=== WORK TO COMPLETE ===
Please duplicate the entry below about revising Cann's Principles of Molecular Virology, word for word and in full.

=== PASSAGE SHOWN ===
Archive for November 3rd, 2022

Cann’s Principles of Molecular Virology, 7th Edition – revised by Ed Rybicki

3 November, 2022

In August 2019, Kattie Washington of Elsevier’s Cambridge MA office wrote to me to inform me that Alan J Cann had declined to develop the 7th Edition of his long-running franchise, and had suggested that I revise it instead. This was most unexpected and a signal honour, as I was of the opinion since the 1st Edition (in 1993) that this was the first Virology textbook that organised things they way I had in my lectures since the early 1980s – that is, he described viruses and how they work in a comparative way, from first encountering a host cell, through replication and expression, to exiting the cell – and I had avidly subscribed to subsequent editions and recommended it to my Virology classes.

I was getting along quite well by early 2020, and I see Elsevier had even put up a pre-order page promising publication by June 2021: this of course did not happen, for a number of reasons – chief among which were that The Good Wife and I were running the Virology Africa Conference in February 2020 in Cape Town, that the COVID-19 pandemic was declared shortly thereafter, and that I unexpectedly became Head of our Molecular and Cell Biology Department in mid-2020. Accordingly, I ended up during a hard lockdown in South Africa not only trying to remotely manage a biggish Department, but also trying to convert 40+ undergraduate lectures into narrated Powerpoint AND video AND PDF presentations to fulfill my teaching obligations, that I had stupidly not minimised when I became HoD.

Oh, I battled on when I had time, but that was in short supply until I thankfully reached the end of my sentence – pardon, HoD tenure – in December 2021, at which point I dived back in.

=== SOURCE DATA ===
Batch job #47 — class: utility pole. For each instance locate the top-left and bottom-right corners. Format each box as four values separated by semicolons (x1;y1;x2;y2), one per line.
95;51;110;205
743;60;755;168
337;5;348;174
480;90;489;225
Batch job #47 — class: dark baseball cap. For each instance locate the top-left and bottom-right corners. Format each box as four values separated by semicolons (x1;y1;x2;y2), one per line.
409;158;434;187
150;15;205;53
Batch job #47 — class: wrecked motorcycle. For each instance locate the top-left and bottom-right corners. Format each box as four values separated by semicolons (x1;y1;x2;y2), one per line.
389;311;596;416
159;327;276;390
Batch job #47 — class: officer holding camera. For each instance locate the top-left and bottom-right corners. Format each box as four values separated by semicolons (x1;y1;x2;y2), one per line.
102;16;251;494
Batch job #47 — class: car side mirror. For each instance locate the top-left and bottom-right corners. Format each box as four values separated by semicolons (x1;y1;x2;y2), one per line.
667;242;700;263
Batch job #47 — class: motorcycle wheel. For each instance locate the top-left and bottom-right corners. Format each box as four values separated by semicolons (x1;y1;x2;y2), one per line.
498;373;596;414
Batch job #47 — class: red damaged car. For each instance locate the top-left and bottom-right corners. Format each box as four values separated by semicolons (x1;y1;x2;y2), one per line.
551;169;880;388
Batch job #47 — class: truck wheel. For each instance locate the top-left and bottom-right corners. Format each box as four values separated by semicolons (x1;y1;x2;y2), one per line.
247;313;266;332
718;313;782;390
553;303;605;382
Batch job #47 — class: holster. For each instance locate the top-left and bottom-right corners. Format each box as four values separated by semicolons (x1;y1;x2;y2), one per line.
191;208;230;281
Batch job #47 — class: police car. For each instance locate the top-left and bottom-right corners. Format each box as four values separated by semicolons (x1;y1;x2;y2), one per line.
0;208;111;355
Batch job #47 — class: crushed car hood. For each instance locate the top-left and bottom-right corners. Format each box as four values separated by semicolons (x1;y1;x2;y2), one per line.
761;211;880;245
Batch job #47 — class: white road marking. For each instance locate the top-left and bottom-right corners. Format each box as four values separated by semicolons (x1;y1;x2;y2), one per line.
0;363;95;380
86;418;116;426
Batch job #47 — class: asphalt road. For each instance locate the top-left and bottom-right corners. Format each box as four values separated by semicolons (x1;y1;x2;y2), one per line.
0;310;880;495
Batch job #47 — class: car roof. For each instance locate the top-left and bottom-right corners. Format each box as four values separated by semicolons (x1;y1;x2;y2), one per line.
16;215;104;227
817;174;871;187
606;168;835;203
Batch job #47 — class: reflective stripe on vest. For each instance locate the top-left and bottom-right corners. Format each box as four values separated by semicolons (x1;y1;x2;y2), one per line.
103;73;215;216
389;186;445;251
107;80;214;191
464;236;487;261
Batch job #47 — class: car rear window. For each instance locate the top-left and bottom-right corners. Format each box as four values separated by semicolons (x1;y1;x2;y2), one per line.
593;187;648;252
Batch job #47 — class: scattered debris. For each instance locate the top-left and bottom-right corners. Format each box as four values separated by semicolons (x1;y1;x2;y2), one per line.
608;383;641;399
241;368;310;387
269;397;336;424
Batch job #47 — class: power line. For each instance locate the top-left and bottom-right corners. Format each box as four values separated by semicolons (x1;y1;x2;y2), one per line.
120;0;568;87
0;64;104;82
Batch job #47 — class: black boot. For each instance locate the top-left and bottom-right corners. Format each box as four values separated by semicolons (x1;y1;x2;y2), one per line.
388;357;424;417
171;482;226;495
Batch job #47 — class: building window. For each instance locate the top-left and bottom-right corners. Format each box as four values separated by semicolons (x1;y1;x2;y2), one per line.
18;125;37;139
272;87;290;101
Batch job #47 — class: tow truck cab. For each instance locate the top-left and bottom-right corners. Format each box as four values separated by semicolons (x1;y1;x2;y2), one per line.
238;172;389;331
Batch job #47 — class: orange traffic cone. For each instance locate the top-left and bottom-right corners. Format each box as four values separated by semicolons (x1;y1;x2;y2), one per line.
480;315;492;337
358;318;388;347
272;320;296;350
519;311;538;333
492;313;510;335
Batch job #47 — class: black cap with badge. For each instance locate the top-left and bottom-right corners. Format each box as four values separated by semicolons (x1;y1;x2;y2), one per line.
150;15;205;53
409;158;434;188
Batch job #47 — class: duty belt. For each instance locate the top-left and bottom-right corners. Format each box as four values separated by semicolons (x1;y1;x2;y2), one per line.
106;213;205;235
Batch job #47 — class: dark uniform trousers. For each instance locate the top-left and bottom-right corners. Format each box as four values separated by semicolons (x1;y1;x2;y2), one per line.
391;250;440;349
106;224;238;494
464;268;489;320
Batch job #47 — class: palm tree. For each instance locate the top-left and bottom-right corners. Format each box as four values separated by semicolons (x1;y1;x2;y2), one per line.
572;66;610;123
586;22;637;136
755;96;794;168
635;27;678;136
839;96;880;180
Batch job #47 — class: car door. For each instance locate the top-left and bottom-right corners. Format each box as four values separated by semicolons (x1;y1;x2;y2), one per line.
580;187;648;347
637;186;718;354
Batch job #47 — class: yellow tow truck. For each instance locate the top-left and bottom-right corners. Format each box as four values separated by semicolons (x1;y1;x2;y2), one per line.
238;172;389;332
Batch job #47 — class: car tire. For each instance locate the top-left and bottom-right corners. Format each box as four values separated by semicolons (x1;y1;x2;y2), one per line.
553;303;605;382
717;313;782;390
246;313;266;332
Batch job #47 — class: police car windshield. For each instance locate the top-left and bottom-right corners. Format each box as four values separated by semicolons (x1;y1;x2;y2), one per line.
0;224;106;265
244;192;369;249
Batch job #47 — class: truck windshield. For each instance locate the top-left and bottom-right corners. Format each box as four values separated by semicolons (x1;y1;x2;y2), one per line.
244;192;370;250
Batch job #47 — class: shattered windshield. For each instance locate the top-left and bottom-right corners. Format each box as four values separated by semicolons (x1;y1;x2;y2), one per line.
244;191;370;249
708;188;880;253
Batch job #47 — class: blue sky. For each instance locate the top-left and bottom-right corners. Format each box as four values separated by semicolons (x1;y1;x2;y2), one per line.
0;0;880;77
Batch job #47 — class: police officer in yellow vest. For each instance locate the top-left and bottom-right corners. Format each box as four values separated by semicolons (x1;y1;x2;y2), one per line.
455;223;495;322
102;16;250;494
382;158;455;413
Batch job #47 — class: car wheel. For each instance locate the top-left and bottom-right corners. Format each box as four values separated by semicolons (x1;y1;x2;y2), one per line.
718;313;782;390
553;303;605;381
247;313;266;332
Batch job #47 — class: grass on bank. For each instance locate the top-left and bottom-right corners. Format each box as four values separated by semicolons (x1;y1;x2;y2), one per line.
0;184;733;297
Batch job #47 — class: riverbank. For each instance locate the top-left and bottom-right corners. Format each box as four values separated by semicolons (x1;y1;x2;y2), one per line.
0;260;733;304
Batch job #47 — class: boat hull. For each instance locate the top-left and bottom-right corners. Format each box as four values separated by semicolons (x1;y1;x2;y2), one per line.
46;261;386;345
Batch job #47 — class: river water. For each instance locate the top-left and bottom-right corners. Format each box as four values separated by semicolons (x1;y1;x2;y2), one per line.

=== YOUR RESPONSE ===
Archive for November 3rd, 2022

Cann’s Principles of Molecular Virology, 7th Edition – revised by Ed Rybicki

3 November, 2022

In August 2019, Kattie Washington of Elsevier’s Cambridge MA office wrote to me to inform me that Alan J Cann had declined to develop the 7th Edition of his long-running franchise, and had suggested that I revise it instead. This was most unexpected and a signal honour, as I was of the opinion since the 1st Edition (in 1993) that this was the first Virology textbook that organised things they way I had in my lectures since the early 1980s – that is, he described viruses and how they work in a comparative way, from first encountering a host cell, through replication and expression, to exiting the cell – and I had avidly subscribed to subsequent editions and recommended it to my Virology classes.

I was getting along quite well by early 2020, and I see Elsevier had even put up a pre-order page promising publication by June 2021: this of course did not happen, for a number of reasons – chief among which were that The Good Wife and I were running the Virology Africa Conference in February 2020 in Cape Town, that the COVID-19 pandemic was declared shortly thereafter, and that I unexpectedly became Head of our Molecular and Cell Biology Department in mid-2020. Accordingly, I ended up during a hard lockdown in South Africa not only trying to remotely manage a biggish Department, but also trying to convert 40+ undergraduate lectures into narrated Powerpoint AND video AND PDF presentations to fulfill my teaching obligations, that I had stupidly not minimised when I became HoD.

Oh, I battled on when I had time, but that was in short supply until I thankfully reached the end of my sentence – pardon, HoD tenure – in December 2021, at which point I dived back in.